-- Start PAGE --

Pedestrian’s Guide To The DOs And DON’Ts Of Dominating A Job Interview


A job interview is essentially a friendly game of psychological warfare. You need to get your opponent interviewer to a place, emotionally and psychologically, where they think hiring you is actually an okay idea, which will solve at least some of their problems, and will voluntarily knock their King over.

Unfortunately, convincing people who (hopefully) have more experience in the workforce and at least a few extra years of life on you that they should pay you will require some strategy.
This is probably a lot of the same shit you’ve heard over and over already, but this time it has moving pictures and if this doesn’t get through, with respect, you just straight up deserve to be unemployed.

So, what’s your potential employers problem? They have a job that needs to be done, they want it taken off their hands and for it to be performed well by someone they can stand seeing everyday. Always keep that in mind. Otherwise:

DON’T BE REFRESHINGLY HONEST

Produced in association with Lipton Ice Tea Sparkling

DO PREP

Now, what’s cooler than being cool? Going for a job that you actually really want and getting it. Also, ice cold.

-- End PAGE --
-- Start DATA LISTING --

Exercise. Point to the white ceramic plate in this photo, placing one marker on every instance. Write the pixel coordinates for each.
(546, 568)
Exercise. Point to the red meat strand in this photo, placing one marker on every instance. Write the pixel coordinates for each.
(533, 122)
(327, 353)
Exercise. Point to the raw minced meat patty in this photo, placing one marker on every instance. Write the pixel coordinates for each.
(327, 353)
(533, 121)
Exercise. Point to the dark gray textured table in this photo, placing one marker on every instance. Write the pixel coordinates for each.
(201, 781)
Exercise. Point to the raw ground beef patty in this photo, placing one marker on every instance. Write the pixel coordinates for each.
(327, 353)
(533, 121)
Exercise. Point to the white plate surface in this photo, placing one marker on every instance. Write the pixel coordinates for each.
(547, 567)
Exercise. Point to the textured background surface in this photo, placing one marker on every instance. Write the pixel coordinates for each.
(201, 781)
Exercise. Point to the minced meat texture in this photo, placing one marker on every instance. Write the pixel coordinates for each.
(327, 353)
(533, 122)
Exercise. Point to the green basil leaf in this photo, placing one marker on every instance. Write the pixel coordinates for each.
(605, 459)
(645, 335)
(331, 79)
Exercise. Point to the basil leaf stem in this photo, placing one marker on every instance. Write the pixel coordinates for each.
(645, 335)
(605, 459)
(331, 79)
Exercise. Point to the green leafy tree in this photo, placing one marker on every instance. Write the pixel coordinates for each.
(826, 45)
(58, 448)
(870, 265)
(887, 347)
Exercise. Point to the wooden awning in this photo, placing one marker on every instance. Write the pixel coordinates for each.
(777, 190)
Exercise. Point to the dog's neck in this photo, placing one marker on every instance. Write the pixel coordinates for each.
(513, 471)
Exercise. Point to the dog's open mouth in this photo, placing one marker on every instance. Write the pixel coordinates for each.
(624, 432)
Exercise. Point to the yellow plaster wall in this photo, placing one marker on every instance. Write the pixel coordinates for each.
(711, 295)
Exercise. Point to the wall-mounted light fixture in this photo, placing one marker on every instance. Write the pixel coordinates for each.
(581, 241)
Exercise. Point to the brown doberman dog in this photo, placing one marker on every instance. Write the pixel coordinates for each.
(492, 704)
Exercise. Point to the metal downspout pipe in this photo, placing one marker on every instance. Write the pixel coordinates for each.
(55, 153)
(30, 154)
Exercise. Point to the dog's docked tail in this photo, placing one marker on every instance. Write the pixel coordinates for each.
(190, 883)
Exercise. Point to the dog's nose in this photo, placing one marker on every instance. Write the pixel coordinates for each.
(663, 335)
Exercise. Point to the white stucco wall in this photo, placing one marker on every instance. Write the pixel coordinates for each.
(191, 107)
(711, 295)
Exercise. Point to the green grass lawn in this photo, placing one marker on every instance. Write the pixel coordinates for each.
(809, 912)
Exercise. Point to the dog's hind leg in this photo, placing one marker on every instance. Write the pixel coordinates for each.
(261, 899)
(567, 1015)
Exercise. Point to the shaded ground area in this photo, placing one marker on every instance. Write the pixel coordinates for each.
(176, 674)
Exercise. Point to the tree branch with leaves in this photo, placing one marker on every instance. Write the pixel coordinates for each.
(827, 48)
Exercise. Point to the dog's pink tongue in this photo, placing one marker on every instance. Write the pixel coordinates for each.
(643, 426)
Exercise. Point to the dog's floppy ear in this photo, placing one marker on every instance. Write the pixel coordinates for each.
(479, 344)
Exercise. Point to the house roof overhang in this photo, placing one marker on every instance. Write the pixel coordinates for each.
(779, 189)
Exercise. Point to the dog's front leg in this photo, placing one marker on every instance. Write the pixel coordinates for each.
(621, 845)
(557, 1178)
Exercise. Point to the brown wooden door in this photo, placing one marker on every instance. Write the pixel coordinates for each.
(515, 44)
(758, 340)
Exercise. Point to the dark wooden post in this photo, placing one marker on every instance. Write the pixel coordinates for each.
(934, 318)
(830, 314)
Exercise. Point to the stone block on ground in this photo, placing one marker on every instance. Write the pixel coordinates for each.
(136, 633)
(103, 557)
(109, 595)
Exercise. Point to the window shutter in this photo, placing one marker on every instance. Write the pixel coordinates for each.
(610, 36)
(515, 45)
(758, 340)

-- End DATA LISTING --

WHAT TO WORK ON
1 - According to the job interview guide, what does a potential employer want to happen with the job that needs to be done?
2 - Carry on the job interview guide from its last sentence.

RESULTS OF THE TASKS
1 - They want it taken off their hands and performed well by someone they can stand seeing every day.

2 -
To prove to an interviewer who gives up a large portion of their week to work for this particular company, that you would also please like to do the same: know their shit inside and out. Try and find as much information as possible on the company; Google, LinkedIn, ask friends who may know, find out what they’ve currently got going on in the way of campaigns, events and projects.

Always. ALWAYS bring a fancy colour copy of your CV, résumé and, ideally, some additional material. In the way of extra goodies, think case studies from a project you’ve worked on, visual aids, examples of work you’re proud of, ideas for their company and the role you’re going into. If you’re going for a job that actually requires some cold hard facts, bring your numbers game and lay a data smackdown on their candy ass. Don’t just forcefully whip all of this out, but if it feels right, or comes up in the course of your discussion, having something tangible to show speaks volumes.


Seems obvious. Rarely happens. Always impresses.

Basics. Do not neglect hygiene. If you’ve got bad breath, BO or unchill levels of perfume/aftershave happening in an interview, the interviewer will not wait around to see how much worse your stench can get on a 9-5 basis.
Also, on this one occasion, it’s not cute to be aggressively hungover and/or still drunk.

Have it mapped. Know where you’re going, how you’re going to get there and allow for variables. There is nothing worse than arriving late with the SHITSHITSHITSHITSHIT Original Motion Picture Soundtrack on a loop in your head.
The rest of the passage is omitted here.